(Dataset excerpts on object pointing)

======

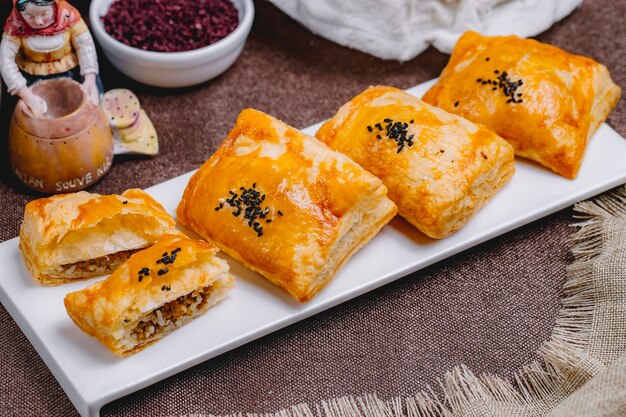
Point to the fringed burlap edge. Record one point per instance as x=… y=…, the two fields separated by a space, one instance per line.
x=566 y=362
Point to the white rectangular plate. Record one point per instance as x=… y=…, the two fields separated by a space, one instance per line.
x=91 y=376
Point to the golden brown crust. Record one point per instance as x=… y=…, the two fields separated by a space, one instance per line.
x=60 y=231
x=111 y=309
x=452 y=168
x=564 y=97
x=314 y=198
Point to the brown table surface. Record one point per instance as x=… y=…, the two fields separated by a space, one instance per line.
x=489 y=307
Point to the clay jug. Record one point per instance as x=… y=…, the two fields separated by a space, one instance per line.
x=66 y=150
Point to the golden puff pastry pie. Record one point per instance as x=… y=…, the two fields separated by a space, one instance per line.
x=81 y=235
x=439 y=168
x=154 y=292
x=284 y=204
x=546 y=102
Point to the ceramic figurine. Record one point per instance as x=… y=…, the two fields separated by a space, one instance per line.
x=47 y=39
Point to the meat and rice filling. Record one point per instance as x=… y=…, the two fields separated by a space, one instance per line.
x=93 y=267
x=170 y=315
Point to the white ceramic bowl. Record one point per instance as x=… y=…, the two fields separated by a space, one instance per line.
x=172 y=69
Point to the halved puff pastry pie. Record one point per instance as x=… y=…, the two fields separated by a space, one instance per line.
x=82 y=235
x=284 y=204
x=546 y=102
x=156 y=291
x=439 y=168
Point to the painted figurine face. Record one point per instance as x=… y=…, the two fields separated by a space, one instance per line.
x=38 y=17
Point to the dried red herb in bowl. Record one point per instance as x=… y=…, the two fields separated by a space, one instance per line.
x=170 y=25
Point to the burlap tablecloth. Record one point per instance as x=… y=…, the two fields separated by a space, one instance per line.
x=490 y=307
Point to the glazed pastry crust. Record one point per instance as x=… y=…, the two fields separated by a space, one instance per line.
x=60 y=231
x=111 y=310
x=330 y=206
x=438 y=183
x=565 y=97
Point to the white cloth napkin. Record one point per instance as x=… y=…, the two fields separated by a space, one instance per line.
x=402 y=29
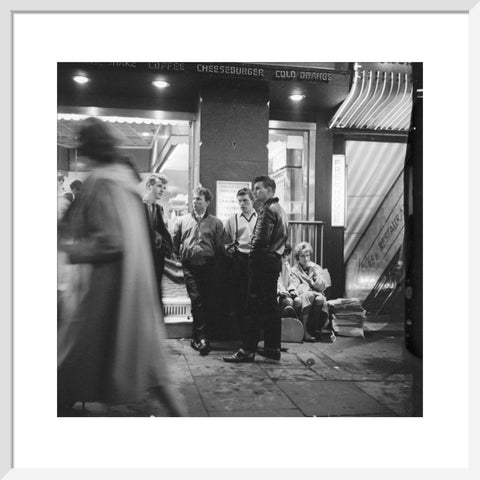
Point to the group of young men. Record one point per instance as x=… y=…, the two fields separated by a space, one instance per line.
x=255 y=241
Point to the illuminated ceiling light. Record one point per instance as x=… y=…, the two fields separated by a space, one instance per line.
x=160 y=84
x=81 y=79
x=296 y=97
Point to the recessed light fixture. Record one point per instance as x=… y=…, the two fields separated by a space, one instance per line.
x=81 y=79
x=296 y=97
x=160 y=84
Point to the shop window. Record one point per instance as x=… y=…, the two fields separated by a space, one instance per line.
x=291 y=163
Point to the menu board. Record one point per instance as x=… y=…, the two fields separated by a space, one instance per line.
x=227 y=203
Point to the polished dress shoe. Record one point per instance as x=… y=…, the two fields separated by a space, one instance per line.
x=204 y=347
x=271 y=353
x=195 y=344
x=289 y=312
x=240 y=356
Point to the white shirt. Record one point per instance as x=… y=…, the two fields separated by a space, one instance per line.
x=244 y=233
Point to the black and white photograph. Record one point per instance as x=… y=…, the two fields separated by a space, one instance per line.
x=258 y=254
x=239 y=239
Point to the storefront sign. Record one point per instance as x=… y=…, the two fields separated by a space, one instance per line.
x=338 y=191
x=227 y=203
x=235 y=70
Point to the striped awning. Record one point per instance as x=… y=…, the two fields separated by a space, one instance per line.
x=380 y=98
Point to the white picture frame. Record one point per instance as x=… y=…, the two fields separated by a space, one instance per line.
x=11 y=213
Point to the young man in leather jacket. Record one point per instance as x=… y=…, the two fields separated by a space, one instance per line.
x=268 y=244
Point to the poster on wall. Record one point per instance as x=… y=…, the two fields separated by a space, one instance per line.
x=226 y=196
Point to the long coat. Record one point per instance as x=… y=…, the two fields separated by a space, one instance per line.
x=110 y=338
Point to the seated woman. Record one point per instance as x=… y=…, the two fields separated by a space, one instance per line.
x=284 y=295
x=309 y=281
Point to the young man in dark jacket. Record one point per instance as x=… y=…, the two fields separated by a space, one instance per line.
x=198 y=238
x=160 y=238
x=268 y=244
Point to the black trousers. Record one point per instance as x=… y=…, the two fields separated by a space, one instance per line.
x=262 y=305
x=199 y=281
x=159 y=263
x=240 y=287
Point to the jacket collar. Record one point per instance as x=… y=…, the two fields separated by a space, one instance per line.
x=270 y=201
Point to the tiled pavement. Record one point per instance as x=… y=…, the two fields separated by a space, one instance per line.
x=351 y=377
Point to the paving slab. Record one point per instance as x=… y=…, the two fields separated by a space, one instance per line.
x=279 y=412
x=389 y=392
x=292 y=374
x=377 y=355
x=334 y=398
x=228 y=396
x=179 y=369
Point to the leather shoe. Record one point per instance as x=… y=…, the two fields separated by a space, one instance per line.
x=289 y=312
x=204 y=347
x=240 y=356
x=195 y=344
x=271 y=353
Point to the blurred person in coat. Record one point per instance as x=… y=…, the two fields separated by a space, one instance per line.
x=110 y=337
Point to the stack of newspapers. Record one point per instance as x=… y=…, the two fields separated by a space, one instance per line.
x=348 y=316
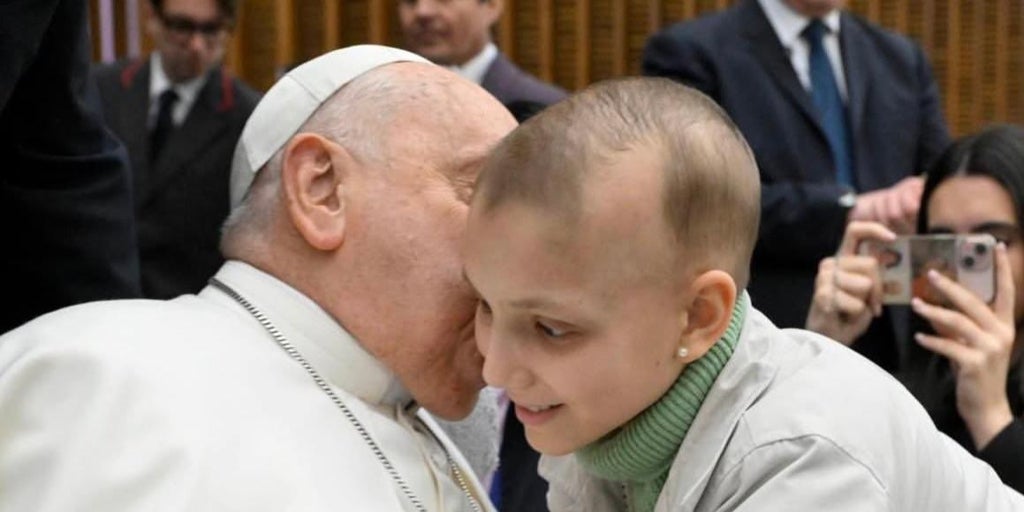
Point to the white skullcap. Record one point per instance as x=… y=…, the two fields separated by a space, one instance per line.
x=294 y=98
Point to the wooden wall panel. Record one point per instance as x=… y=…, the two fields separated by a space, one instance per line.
x=976 y=46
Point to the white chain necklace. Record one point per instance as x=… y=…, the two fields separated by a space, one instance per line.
x=283 y=342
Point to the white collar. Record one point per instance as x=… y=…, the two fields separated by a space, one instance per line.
x=788 y=24
x=474 y=69
x=187 y=91
x=332 y=350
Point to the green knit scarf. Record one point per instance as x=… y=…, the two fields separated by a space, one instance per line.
x=640 y=453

======

Copy out the records above word for word, leaving out the pictures.

Point to the fringed burlap edge. Record one point per instance as x=… y=…, the two fields separated by a space, one instance per line.
x=566 y=362
Point to the white rectangular plate. Record one point per instance as x=… y=…, the two fields separated by a space, one instance per line.
x=91 y=376
Point to the golden brown crust. Record one point per instance as x=… y=…, the two fields separated by a space, one instance per line.
x=60 y=231
x=111 y=309
x=452 y=168
x=564 y=97
x=314 y=198
Point to the brown table surface. Record one point per instance as x=… y=…, the two fields separated by a space, one instance per line.
x=489 y=307
Point to the clay jug. Record one point per instance as x=… y=…, the two fields separated by a space, one instance per line.
x=66 y=150
Point to the golden puff pastry pie. Record one point per instance as x=… y=…, the two fields separated by a space, one instance per line.
x=81 y=235
x=439 y=168
x=154 y=292
x=284 y=204
x=546 y=102
Point to the ceramic figurine. Record one point per instance as x=… y=…, the two fields separated by a space, one instance per line.
x=47 y=39
Point to the meat and rice filling. Record one point per instance as x=… y=…, the two fields separated by a space, one instance per line.
x=93 y=267
x=170 y=315
Point to the white ceramic bowl. Record one point per instance as x=… y=…, the two fields separated by a space, one instance per line.
x=172 y=69
Point to the halved puff pastry pie. Record one point per instance as x=… y=…, the two fields separated by a space, one instance per line.
x=82 y=235
x=284 y=204
x=546 y=102
x=156 y=291
x=439 y=168
Point to the painted figurine face. Record one point per instance as x=… y=…, the two fields separated by a space, one instance per line.
x=38 y=17
Point to the dried red herb in bowl. Record one point per instance as x=… y=…, the two fields separated by a space, one instance per line.
x=170 y=25
Point to the burlap tablecloth. Record one point per instance as x=… y=…, the two fields separated by a space, one instance per line.
x=490 y=307
Point to the glazed pastry crust. Record one point per instance as x=… y=…, the two fields separated by a space, one instance per line.
x=60 y=231
x=111 y=310
x=330 y=206
x=438 y=183
x=565 y=97
Point to the white cloth napkin. Record one point per instance as x=… y=…, the two fields separated by a space, one instance per line.
x=402 y=29
Point to the group of young men. Record one point per instance as x=… y=…, the two fields separated by a space, one instance per line.
x=255 y=241
Point to the illuminated ceiling light. Record one point per instance as x=… y=…, the two fields separated by a space, one instance per line.
x=160 y=84
x=81 y=79
x=296 y=97
Point to the recessed light fixture. Record one point per instance as x=… y=…, the two fields separated by a space, one instance per line.
x=81 y=79
x=296 y=97
x=160 y=84
Point to the shop window. Record one point per instance as x=… y=…, the two fields separated by a space, one instance per line.
x=291 y=163
Point to the menu board. Record one point per instance as x=… y=…, the two fields separated by a space, one instance per line.
x=227 y=203
Point to the polished dress shoe. Record one point per instance as x=… y=…, the two fields separated by a space, one instance per line.
x=204 y=347
x=271 y=353
x=195 y=344
x=289 y=312
x=240 y=356
Point to the white shirt. Record one point per instance as x=… y=…, the two fields separated by a space, one instance per line.
x=244 y=233
Point to the black and white photograph. Record one point per instance as x=… y=…, the two fields separated by a space, one instance per line.
x=258 y=254
x=239 y=239
Point to the storefront sign. Record one point per instance as x=… y=…, the two fields separated by a space, one instance per line.
x=338 y=191
x=227 y=203
x=235 y=70
Point to the striped awning. Record one point per instance as x=… y=…, the two fields separated by a space, one instance per line.
x=380 y=98
Point to the white picture frame. Record one point per instance as x=… y=…, the two fields separated by a space, one instance per line.
x=11 y=213
Point to the young man in leather jacket. Record one point per instance as x=… y=…, the two fields separated by a space, one instance per line.
x=268 y=244
Point to the poster on wall. Record one point per instance as x=… y=…, the two fields separated by a space, one instance per line.
x=226 y=196
Point to the long coat. Record one point per instance as x=… y=…, the two fields separated by a space, one instance per line.
x=110 y=338
Point to the seated woman. Record one point per instance as x=… y=…, the two fields separated by a space, one instance per line.
x=284 y=295
x=309 y=281
Point to the young man in dark jacket. Record one point per instance as x=… y=…, the two fields separated by a space, one instance per line.
x=198 y=238
x=160 y=238
x=268 y=244
Point to the black trousers. Record one point per instance as x=… y=…, the two fields separated by a space, one instance per line.
x=262 y=305
x=199 y=281
x=159 y=263
x=240 y=287
Point to the jacket collar. Record one point per instance as x=… y=…, the two fields separated by a space, one instance per line.
x=270 y=201
Point to the tiled pavement. Record one point per instance as x=… y=…, the two fields separated by a space, one instance per line.
x=351 y=377
Point to the paving slab. Record one point per instance as x=… y=…, the two fields separated by a space, one instance per line.
x=279 y=412
x=389 y=392
x=292 y=374
x=377 y=355
x=334 y=398
x=228 y=396
x=179 y=369
Point to the leather shoe. Record one point per instance as x=… y=…, the two fields separated by a space, one instance per line.
x=289 y=312
x=204 y=347
x=240 y=356
x=195 y=344
x=271 y=353
Point to the blurred person in coat. Record one point per instance as x=… y=…, the two fields separated by a space, one instance per line.
x=110 y=337
Point to the stack of newspapers. Record one point per instance as x=… y=…, the two fields separated by a space, one instance per line.
x=348 y=316
Point to the white skullcap. Record one point per instance as x=… y=…, the two fields separated by a space, one instance per line.
x=294 y=98
Point to the wooden wall panel. Record one point per instance as x=… y=…, the two fields separated by a space, one instance per line.
x=976 y=46
Point to the white chain necklace. Record one point per instance as x=… y=…, the two fields separated by a space, one instance per line.
x=283 y=342
Point to the white collar. Record one point per instance as x=… y=…, the two fields separated by a space, one instance per line.
x=788 y=24
x=474 y=69
x=187 y=91
x=332 y=350
Point to the green knit scarf. Record one point per instance as x=… y=…, the two fields separated by a space, one instance per line.
x=640 y=453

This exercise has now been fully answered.